Task description: Copy out exactly each line from the line with "of the window" through the last line of the material below.

Point labeling examples
'''

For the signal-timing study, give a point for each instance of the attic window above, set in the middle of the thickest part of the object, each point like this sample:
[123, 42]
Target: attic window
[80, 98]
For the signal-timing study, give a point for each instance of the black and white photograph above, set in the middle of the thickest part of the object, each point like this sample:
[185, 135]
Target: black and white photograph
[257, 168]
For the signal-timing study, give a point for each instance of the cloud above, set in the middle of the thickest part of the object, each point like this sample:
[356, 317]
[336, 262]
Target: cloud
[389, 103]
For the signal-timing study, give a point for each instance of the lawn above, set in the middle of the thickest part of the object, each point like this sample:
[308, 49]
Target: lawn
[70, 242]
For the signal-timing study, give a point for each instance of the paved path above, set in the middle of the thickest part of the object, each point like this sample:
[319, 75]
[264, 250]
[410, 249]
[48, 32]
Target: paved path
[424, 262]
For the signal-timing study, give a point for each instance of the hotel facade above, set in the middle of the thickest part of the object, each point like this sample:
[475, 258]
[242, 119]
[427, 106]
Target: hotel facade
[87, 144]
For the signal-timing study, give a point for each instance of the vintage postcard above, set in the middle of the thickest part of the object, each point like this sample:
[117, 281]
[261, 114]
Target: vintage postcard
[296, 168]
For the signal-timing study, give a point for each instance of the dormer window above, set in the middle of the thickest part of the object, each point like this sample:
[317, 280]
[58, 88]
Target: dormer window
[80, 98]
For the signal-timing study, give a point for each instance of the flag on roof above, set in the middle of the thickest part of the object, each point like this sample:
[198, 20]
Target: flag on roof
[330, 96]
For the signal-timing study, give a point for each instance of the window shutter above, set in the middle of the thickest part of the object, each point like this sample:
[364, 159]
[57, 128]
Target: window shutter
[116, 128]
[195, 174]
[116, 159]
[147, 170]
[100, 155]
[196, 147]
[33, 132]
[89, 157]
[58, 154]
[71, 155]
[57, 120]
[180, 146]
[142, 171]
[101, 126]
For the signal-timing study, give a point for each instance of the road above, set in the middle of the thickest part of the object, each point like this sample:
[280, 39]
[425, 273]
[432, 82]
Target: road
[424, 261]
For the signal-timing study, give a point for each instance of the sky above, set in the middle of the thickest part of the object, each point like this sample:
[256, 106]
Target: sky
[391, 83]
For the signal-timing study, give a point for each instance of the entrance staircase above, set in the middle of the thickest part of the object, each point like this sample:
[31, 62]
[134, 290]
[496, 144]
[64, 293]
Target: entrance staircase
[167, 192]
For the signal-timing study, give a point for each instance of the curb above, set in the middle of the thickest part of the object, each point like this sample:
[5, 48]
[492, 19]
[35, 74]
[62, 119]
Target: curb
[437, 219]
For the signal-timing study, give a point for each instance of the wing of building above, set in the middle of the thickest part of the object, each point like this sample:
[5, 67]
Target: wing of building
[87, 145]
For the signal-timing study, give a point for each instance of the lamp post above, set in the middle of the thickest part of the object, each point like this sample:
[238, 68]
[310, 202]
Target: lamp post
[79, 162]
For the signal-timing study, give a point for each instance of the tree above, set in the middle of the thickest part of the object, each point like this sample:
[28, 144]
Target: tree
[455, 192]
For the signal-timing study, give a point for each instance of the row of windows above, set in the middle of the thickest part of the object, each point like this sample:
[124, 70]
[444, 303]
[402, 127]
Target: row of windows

'''

Result below:
For the signal-timing study, give a point for each instance of the window shutter above, set in the middle of the thickest part of the object, each point like this sample:
[364, 159]
[57, 128]
Target: window shutter
[116, 128]
[195, 174]
[116, 159]
[147, 170]
[100, 155]
[196, 147]
[33, 132]
[89, 157]
[58, 154]
[71, 155]
[57, 120]
[180, 146]
[142, 171]
[101, 126]
For the signal-timing study, give a point for each instance of the road above, set in the middle of the thickest part of the object, each point like this sample:
[280, 39]
[425, 273]
[432, 82]
Target: road
[424, 261]
For the signal-timing study, give a point for each instance of the sky above, set in the middle of the thickest part of the object, each point like this sample:
[256, 106]
Target: sky
[391, 83]
For the signal-timing study, give a point for each instance of the entrance staircase above, set in the middle of the thickest part of the object, each point like this sample:
[31, 62]
[134, 290]
[496, 144]
[64, 293]
Target: entrance staircase
[167, 192]
For the signal-timing study, give a point for each instance of the curb above, set in the middle of the thickest part of the object, each point like this sample:
[5, 48]
[492, 19]
[35, 74]
[62, 119]
Target: curb
[437, 219]
For the signal-timing study, give a point for each instance of the wing of building above, set in the middle of the thickest part of the object, each point like this sample:
[5, 67]
Target: wing of building
[87, 145]
For the signal-timing study, give a point for each instance of the lamp post above, set in the middle of the thickest part of the object, each point like this sample:
[238, 68]
[310, 202]
Target: lamp post
[79, 162]
For the signal-timing study, give a point for each instance of the tree above, set in the middle of the thickest part of the object, each point like this sample:
[28, 144]
Target: tree
[455, 192]
For the signal-timing study, give a point for each instance of the row of windows above, set in the middle of the thickest part of the object, each point like this sample:
[124, 70]
[444, 303]
[402, 127]
Target: row of windows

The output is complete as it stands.